▸ Exercise A
Answer these questions about the excerpt on the world's largest multinational corporations below:
(i) What share of world GDP did the revenues of the 2,000 largest multinationals reach in 2014?
(ii) How many U.S. multinationals were in the top 2,000 in 2014?
(iii) According to the final paragraph, what kind of capitalism has emerged because China imitates Western-style capitalism?
▸ Exercise B
Can you translate this sentence from the excerpt on multinational corporations below into Spanish? "A significant change between 2004 and 2014 was the rise of Chinese multinationals, whose shares of assets, revenues, and profits dramatically increased."

▸ Document excerpt
Table 1 shows comparative data for the world’s 2,000 largest multinational corporations in the years 2004 and 2014. These companies’ revenues accounted for more than 50% of worldwide GDP, showing that multinationals compete for monopoly status at the global level. In both years, almost three-quarters of the capital assets of these companies were located in the FIRE sector—finance, insurance, real estate—which confirms Foster and McChesney’s assertion that we can accurately speak of a system of global monopoly-finance capitalism.28 However, these assets also include significant shares in mobility industries (transportation infrastructure, oil and gas, vehicles), manufacturing, and information (from telecommunications hardware, software, and semiconductors to advertising, the Internet, publishing, and broadcasting). All of this indicates that to varying degrees, global capitalism means not only monopoly-finance capitalism, but also monopoly-mobility capitalism, monopoly-hyperindustrial capitalism, and monopoly-information capitalism.29

Table 1. World’s 2,000 Largest Multinational Corporations, 2004–2014

2004

2014

Total revenues $19,934 bn $38,361 bn
Total capital assets $68,064 bn $160,974 bn
Total profits $760.4 bn $2,927.5 bn
Share of revenues in world GDP 50.8% 51.4%
Share of finance, insurance, real estate (FIRE) in total assets 70.8% 73.6%
Share of FIRE in total profits 32.7% 33.5%
Share of information industries in total assets 5.9% 5.5%
Share of information industries in total profits 0.8% 17.3%
Share of information industries in total revenues 11.3% 13.1%
Share of mobility industries in total assets 7.5% 6.9%
Share of mobility industries in total profits 22.4% 19.0%
Share of manufacturing in total assets 7.1% 6.9%
Share of manufacturing in total profits 28.3% 18.6%
Chinese multinationals in top 2000 49 207
U.S. multinationals in top 2000 751 563
Share of Chinese assets 1.1% 13.7%
Share of Chinese profits 3.6% 14.3%
Share of North American and European assets 77.4% 63.1%
Share of North American and European profits 82.9% 61.7%

A significant change between 2004 and 2014 was the rise of Chinese multinationals, whose shares of assets, revenues, and profits dramatically increased. European and North American multinational corporations now no longer control around three-quarters, but instead two-thirds of global capital, which means that they nevertheless continue to be dominant. That Chinese multinationals play a more important role does not signify a fundamental break, but rather shows that China imitates Western-style capitalism, so that a “capitalism with Chinese characteristics” has emerged.

▸ Items
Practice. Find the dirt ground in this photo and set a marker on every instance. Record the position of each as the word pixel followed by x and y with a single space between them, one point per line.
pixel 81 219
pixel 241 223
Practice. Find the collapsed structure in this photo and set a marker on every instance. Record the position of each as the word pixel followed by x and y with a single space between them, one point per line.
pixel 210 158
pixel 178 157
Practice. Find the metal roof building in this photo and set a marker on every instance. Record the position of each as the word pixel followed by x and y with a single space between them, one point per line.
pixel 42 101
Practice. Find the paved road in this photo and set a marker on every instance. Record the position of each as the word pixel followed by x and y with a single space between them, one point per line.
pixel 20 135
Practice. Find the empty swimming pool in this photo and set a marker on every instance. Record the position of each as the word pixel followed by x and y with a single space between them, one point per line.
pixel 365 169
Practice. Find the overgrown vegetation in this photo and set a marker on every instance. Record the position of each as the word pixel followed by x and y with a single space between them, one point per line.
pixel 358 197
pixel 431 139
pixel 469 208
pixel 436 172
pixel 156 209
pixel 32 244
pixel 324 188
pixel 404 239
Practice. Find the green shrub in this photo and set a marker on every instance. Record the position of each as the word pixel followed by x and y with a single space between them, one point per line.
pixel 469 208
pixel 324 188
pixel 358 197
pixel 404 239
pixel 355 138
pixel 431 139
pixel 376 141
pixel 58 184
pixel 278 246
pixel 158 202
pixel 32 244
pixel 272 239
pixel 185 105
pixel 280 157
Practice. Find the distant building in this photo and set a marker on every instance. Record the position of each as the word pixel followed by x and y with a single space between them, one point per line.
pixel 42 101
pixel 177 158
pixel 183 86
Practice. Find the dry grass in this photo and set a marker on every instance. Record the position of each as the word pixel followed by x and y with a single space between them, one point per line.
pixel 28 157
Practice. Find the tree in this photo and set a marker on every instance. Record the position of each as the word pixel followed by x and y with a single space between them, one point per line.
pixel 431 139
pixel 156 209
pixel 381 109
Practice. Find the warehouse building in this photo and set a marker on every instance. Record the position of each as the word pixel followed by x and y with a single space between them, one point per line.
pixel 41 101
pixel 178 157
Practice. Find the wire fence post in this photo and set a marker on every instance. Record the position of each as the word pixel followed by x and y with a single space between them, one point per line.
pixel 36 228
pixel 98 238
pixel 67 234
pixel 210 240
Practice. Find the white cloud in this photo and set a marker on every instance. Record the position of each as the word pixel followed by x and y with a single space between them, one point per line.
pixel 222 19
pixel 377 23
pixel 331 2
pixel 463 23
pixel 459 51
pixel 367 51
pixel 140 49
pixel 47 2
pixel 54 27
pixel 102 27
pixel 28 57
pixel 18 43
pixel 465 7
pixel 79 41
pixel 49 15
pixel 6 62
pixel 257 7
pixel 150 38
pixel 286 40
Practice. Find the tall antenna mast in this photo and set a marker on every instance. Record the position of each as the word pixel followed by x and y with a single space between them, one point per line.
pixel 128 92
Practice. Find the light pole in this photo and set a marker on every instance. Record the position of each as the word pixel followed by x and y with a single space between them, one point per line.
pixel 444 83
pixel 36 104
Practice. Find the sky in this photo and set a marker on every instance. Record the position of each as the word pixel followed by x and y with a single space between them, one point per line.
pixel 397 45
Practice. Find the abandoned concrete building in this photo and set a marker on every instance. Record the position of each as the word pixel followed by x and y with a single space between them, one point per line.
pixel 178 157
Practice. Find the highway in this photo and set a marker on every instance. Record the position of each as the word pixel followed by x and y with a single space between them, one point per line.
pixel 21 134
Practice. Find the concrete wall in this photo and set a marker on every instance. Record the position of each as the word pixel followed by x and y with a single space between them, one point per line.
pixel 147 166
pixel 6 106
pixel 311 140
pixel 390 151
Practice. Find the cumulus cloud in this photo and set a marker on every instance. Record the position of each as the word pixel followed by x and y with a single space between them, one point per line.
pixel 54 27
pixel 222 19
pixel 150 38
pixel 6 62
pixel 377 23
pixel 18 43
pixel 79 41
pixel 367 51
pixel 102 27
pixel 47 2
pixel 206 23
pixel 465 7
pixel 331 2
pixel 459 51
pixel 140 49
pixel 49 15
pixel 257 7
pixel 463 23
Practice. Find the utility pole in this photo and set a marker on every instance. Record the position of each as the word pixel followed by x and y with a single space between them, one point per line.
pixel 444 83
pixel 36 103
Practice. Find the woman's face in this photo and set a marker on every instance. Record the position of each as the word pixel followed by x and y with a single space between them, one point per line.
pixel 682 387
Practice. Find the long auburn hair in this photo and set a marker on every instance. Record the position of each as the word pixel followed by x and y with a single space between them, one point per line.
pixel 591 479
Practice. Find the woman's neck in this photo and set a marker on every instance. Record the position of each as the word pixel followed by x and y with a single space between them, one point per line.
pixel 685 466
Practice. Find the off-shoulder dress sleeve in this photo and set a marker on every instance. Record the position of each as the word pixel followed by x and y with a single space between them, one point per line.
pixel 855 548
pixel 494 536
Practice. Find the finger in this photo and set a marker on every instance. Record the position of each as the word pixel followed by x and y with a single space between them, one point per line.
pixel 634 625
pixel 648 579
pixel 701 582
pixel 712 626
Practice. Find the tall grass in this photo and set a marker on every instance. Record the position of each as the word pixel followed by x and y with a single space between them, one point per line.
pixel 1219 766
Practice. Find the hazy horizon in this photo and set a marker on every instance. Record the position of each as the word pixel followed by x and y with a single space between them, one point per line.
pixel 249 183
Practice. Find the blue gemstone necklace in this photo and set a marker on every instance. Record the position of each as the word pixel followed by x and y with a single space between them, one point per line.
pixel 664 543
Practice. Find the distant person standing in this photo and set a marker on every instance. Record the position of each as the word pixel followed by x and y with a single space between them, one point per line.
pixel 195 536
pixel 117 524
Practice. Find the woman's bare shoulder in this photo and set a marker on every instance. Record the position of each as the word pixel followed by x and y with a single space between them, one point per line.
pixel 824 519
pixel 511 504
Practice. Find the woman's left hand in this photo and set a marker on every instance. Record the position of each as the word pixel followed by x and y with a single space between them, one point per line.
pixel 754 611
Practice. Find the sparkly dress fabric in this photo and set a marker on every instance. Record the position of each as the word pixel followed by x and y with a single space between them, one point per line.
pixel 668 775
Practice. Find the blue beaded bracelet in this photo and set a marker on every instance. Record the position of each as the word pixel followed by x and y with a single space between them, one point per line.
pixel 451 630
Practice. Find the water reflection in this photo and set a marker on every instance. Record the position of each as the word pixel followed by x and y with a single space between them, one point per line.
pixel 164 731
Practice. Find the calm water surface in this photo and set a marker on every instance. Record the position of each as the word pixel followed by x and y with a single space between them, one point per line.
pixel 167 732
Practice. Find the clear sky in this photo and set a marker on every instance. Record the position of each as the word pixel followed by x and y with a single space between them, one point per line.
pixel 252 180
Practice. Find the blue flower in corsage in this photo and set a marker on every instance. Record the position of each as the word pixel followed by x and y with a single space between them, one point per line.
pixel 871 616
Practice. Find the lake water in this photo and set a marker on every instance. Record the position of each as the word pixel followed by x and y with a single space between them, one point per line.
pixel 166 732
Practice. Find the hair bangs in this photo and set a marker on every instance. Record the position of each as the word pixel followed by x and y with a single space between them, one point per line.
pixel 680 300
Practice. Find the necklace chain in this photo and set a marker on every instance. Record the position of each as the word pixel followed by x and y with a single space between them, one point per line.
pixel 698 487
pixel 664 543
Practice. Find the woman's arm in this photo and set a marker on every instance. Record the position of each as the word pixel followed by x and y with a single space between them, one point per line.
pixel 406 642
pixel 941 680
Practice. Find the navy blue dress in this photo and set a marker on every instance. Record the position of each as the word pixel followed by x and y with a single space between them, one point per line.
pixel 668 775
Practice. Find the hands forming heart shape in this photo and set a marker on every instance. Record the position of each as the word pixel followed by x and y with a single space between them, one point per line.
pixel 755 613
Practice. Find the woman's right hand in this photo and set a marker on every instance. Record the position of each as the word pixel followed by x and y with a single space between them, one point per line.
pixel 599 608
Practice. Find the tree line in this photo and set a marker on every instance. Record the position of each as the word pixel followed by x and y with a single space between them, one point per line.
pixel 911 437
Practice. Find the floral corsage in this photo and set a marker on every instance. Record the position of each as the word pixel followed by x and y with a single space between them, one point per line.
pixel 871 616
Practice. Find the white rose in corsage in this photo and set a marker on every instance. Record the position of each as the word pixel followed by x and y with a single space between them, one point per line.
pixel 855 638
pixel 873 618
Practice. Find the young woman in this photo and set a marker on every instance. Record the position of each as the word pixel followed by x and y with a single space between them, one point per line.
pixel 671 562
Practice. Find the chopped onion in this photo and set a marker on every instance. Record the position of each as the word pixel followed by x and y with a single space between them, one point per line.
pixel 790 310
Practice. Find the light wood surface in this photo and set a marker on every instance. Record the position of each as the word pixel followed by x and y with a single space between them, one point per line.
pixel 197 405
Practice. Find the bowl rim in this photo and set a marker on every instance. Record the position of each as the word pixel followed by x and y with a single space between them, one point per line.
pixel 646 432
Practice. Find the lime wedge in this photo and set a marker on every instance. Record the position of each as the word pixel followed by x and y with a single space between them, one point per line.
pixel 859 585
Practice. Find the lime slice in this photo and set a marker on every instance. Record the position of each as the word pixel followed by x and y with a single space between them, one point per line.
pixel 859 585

▸ Answer A
(i) 51.4%
(ii) 563
(iii) A "capitalism with Chinese characteristics"

▸ Answer B
Un cambio significativo entre 2004 y 2014 fue el ascenso de las multinacionales chinas, cuyas participaciones en los activos, los ingresos y los beneficios aumentaron drásticamente.